WHAT IS REQUIRED: Without skipping anything, write out each record below exactly.

(Rows from a pointing dataset)
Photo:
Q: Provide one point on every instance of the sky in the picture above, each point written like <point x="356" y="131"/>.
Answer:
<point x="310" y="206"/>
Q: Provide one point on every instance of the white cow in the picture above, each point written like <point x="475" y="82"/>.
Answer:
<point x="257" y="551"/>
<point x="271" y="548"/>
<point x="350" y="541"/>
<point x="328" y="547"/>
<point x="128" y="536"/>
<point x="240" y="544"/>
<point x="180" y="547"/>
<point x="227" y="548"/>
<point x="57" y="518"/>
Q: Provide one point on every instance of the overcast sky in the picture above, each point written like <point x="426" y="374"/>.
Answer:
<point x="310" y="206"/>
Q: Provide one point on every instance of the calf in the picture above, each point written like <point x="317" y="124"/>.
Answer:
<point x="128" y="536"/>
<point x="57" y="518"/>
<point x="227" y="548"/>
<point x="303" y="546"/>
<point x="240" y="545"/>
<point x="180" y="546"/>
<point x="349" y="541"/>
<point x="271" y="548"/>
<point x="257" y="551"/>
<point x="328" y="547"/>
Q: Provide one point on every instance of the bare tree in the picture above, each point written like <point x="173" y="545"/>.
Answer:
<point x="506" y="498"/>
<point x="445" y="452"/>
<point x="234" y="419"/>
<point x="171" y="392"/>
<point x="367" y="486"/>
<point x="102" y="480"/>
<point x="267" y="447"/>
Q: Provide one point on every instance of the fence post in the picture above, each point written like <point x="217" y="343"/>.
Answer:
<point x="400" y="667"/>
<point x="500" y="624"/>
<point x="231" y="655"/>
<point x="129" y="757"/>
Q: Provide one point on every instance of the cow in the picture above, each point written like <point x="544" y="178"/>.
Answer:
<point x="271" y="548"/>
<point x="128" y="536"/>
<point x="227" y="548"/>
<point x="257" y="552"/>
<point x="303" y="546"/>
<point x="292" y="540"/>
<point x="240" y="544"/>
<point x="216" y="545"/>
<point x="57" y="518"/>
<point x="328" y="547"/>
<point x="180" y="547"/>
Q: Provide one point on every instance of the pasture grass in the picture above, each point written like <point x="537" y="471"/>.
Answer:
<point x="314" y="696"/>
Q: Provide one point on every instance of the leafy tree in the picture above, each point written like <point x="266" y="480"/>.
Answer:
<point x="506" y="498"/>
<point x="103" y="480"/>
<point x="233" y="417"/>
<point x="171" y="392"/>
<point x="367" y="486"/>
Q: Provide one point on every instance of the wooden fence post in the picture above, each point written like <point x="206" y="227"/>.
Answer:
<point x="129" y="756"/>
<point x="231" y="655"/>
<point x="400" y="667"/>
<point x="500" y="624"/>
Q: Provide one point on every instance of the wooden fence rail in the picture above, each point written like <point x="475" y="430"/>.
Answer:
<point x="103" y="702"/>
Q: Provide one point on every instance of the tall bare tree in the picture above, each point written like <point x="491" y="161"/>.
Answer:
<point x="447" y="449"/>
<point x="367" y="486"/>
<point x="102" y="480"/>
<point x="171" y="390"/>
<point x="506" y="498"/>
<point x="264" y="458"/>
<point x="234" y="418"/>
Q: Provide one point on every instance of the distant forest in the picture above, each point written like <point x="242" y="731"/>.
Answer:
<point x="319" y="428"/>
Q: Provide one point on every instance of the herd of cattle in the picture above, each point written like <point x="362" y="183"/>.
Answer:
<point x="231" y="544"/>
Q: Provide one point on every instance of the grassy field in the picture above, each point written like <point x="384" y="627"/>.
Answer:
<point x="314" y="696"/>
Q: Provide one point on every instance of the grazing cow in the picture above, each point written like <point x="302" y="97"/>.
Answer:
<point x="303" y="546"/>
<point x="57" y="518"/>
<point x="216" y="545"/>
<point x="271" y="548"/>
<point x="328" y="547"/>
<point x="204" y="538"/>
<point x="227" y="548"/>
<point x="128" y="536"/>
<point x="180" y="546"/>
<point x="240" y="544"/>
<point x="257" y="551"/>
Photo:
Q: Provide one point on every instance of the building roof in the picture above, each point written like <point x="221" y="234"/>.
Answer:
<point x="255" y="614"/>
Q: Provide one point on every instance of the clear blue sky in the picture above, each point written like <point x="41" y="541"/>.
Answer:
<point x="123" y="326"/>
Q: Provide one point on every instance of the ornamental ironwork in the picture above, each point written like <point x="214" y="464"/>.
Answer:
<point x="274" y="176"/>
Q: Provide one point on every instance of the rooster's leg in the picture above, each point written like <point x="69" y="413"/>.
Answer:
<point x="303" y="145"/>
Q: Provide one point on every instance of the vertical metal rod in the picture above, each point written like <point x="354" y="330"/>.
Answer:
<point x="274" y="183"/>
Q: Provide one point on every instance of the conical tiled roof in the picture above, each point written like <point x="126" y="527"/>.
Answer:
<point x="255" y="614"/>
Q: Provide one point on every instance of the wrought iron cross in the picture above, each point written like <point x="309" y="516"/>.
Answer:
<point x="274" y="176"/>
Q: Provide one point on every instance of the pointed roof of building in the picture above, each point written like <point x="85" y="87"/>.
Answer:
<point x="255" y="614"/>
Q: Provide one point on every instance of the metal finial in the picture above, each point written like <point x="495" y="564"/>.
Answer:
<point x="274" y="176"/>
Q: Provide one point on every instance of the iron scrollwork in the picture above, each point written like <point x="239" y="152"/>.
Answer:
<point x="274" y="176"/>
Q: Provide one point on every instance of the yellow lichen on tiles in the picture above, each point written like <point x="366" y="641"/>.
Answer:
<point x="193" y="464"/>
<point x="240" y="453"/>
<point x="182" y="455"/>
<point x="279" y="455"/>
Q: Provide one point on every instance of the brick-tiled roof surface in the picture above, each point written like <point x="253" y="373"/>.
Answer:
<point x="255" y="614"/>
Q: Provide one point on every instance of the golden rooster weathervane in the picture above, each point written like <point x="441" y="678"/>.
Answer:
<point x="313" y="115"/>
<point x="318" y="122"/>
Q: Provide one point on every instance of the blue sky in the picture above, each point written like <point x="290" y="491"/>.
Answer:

TASK SOLUTION:
Photo:
Q: Provide one point on every instance of the sky in the picture above, each point written like <point x="356" y="131"/>.
Answer:
<point x="310" y="206"/>
Q: Provide one point on every instance of the white cow in the picture above, each point written like <point x="475" y="82"/>.
Answer:
<point x="257" y="551"/>
<point x="271" y="548"/>
<point x="350" y="541"/>
<point x="328" y="547"/>
<point x="128" y="536"/>
<point x="240" y="544"/>
<point x="180" y="547"/>
<point x="227" y="548"/>
<point x="57" y="518"/>
Q: Provide one point on every instance of the overcast sky in the picture above, each point written like <point x="426" y="374"/>.
Answer:
<point x="310" y="206"/>
Q: Provide one point on every instance of the calf in the picture above, each point written like <point x="317" y="124"/>.
Answer:
<point x="128" y="536"/>
<point x="57" y="518"/>
<point x="227" y="548"/>
<point x="303" y="546"/>
<point x="240" y="545"/>
<point x="180" y="546"/>
<point x="349" y="541"/>
<point x="271" y="548"/>
<point x="257" y="551"/>
<point x="328" y="547"/>
Q: Provide one point on every instance of the bare tree in the picture above, each point written like <point x="173" y="545"/>.
Answer:
<point x="506" y="498"/>
<point x="445" y="452"/>
<point x="234" y="419"/>
<point x="171" y="392"/>
<point x="367" y="486"/>
<point x="102" y="480"/>
<point x="267" y="447"/>
Q: Provide one point on every instance of the fence post in the picture above, each point written like <point x="217" y="343"/>.
Answer:
<point x="400" y="667"/>
<point x="500" y="624"/>
<point x="231" y="655"/>
<point x="129" y="757"/>
Q: Provide one point on every instance of the cow in the picture above, each point written like <point x="544" y="178"/>.
Answer:
<point x="271" y="548"/>
<point x="128" y="536"/>
<point x="227" y="548"/>
<point x="257" y="552"/>
<point x="303" y="546"/>
<point x="292" y="540"/>
<point x="240" y="544"/>
<point x="216" y="545"/>
<point x="57" y="518"/>
<point x="328" y="547"/>
<point x="180" y="547"/>
Q: Provide one point on every instance of the pasture grass in the picture above, each point written like <point x="537" y="471"/>.
Answer:
<point x="314" y="696"/>
Q: Provide one point on every instance of the leafy tree in the picture above, each point written like <point x="266" y="480"/>.
Answer:
<point x="506" y="498"/>
<point x="103" y="480"/>
<point x="233" y="417"/>
<point x="171" y="392"/>
<point x="367" y="486"/>
Q: Provide one point on every instance of the wooden fence post in the picture above, each point written like <point x="206" y="227"/>.
Answer:
<point x="129" y="756"/>
<point x="231" y="655"/>
<point x="400" y="667"/>
<point x="500" y="624"/>
Q: Provide one point on every instance of the wooden fence rail in the picture above, each point written like <point x="475" y="430"/>.
Answer:
<point x="103" y="702"/>
Q: Provide one point on every instance of the tall bare tree in the picture above, each point written like <point x="491" y="161"/>.
Answer:
<point x="447" y="449"/>
<point x="367" y="486"/>
<point x="102" y="480"/>
<point x="171" y="390"/>
<point x="506" y="498"/>
<point x="264" y="458"/>
<point x="234" y="418"/>
Q: Provide one point on every instance of the distant forest in the picture above, each point written like <point x="242" y="731"/>.
Answer:
<point x="319" y="428"/>
Q: Provide one point on every instance of the herd of cattle in the picture above, each point written like <point x="362" y="183"/>.
Answer:
<point x="231" y="544"/>
Q: Provide one point on every instance of the grassy field in the picture above, each point written like <point x="384" y="627"/>.
Answer:
<point x="314" y="696"/>
Q: Provide one point on every instance of the grazing cow in the picture above, each point written like <point x="302" y="97"/>.
Answer:
<point x="303" y="546"/>
<point x="57" y="518"/>
<point x="216" y="545"/>
<point x="271" y="548"/>
<point x="328" y="547"/>
<point x="204" y="538"/>
<point x="227" y="548"/>
<point x="128" y="536"/>
<point x="180" y="546"/>
<point x="240" y="544"/>
<point x="257" y="551"/>
Photo:
Q: Provide one point on every instance of the building roof in the picture above, each point written like <point x="221" y="234"/>.
Answer:
<point x="255" y="614"/>
Q: Provide one point on every instance of the clear blue sky in the picture above, each point written like <point x="41" y="541"/>.
Answer:
<point x="123" y="326"/>
Q: Provide one point on every instance of the ornamental ironwork in the picture above, each point written like <point x="214" y="464"/>.
Answer:
<point x="274" y="176"/>
Q: Provide one point on every instance of the rooster's leg in the picture above, each point written like <point x="69" y="413"/>.
Answer:
<point x="303" y="145"/>
Q: Provide one point on every instance of the vertical metal rod in the picture above, each point written like <point x="354" y="330"/>.
Answer:
<point x="274" y="183"/>
Q: Provide one point on every instance of the conical tiled roof in the picture above, each point written like <point x="126" y="527"/>.
Answer:
<point x="255" y="614"/>
Q: Provide one point on every instance of the wrought iron cross in the picture above, each point written like <point x="309" y="516"/>.
Answer:
<point x="274" y="176"/>
Q: Provide one point on every instance of the pointed roof of building in the picture above, each point written like <point x="85" y="87"/>.
Answer:
<point x="255" y="614"/>
Q: Provide one point on every instance of the metal finial in the picture above, each point written like <point x="495" y="564"/>.
Answer:
<point x="274" y="176"/>
Q: Provide one point on every instance of the iron scrollwork in the picture above, each point written like <point x="239" y="152"/>.
Answer:
<point x="274" y="176"/>
Q: Provide one point on every instance of the yellow lichen on tiles in the picture above, each point written like <point x="366" y="641"/>.
Answer:
<point x="193" y="464"/>
<point x="240" y="453"/>
<point x="182" y="455"/>
<point x="279" y="455"/>
Q: Provide one point on every instance of the brick-tiled roof surface in the picture above, each point written like <point x="253" y="373"/>.
Answer:
<point x="255" y="614"/>
Q: Provide one point on every instance of the golden rooster weathervane in the picture above, each point written like <point x="441" y="678"/>.
Answer:
<point x="313" y="115"/>
<point x="318" y="122"/>
Q: Provide one point on every instance of the blue sky in the picture above, each point written like <point x="290" y="491"/>.
Answer:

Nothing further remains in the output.